Prompt: Copy the records below in full, swapping every "Tag" for "Mark" and keeping everything else the same, but without the pictures.
┌──
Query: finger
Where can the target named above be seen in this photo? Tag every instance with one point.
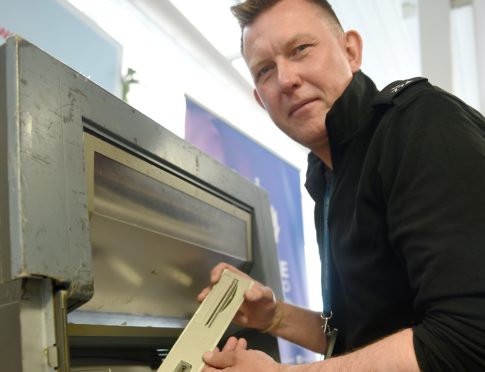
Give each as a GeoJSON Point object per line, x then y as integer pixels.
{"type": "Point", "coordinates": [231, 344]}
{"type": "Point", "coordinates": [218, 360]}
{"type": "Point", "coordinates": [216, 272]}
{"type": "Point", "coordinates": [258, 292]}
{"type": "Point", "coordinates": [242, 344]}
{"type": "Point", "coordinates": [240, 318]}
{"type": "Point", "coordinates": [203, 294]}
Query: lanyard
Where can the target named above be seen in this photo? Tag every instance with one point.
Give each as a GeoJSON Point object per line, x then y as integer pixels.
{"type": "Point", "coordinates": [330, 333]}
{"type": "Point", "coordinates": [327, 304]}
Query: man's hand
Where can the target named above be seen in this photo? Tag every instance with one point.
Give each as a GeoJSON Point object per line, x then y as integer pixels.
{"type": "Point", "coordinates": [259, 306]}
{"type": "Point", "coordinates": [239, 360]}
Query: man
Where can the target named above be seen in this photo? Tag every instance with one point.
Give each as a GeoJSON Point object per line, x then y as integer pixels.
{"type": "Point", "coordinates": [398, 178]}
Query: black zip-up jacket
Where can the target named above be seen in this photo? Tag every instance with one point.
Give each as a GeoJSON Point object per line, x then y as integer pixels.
└──
Worked answer:
Query: finger
Where can the target named above be seen in this photo? Mark every instance with one point.
Give each as a GeoJSON Point object per line, x then y as integer pixels.
{"type": "Point", "coordinates": [231, 344]}
{"type": "Point", "coordinates": [218, 360]}
{"type": "Point", "coordinates": [216, 272]}
{"type": "Point", "coordinates": [258, 292]}
{"type": "Point", "coordinates": [242, 344]}
{"type": "Point", "coordinates": [240, 318]}
{"type": "Point", "coordinates": [203, 294]}
Query: lanyard
Where can the target named above be seen in this photo? Mark every instance with one point.
Give each as a GeoJSON Point object per line, x then y as integer pixels.
{"type": "Point", "coordinates": [330, 333]}
{"type": "Point", "coordinates": [327, 304]}
Query: man's hand
Where can the target named above be seen in this photo? Mark every instance with one point.
Give each as a GeoJSON Point object per line, x then y as integer pixels.
{"type": "Point", "coordinates": [259, 306]}
{"type": "Point", "coordinates": [239, 360]}
Query: man
Where can the target named above be seen in this photo? Mark every instance with one point.
Give each as a GeoJSON Point object per line, x then y as integer pixels.
{"type": "Point", "coordinates": [398, 178]}
Query: black zip-up jacket
Where can the target named above be seen in this photo? Mark every instance with one point.
Give each as a GeoJSON Point object per line, x then y as integer pixels.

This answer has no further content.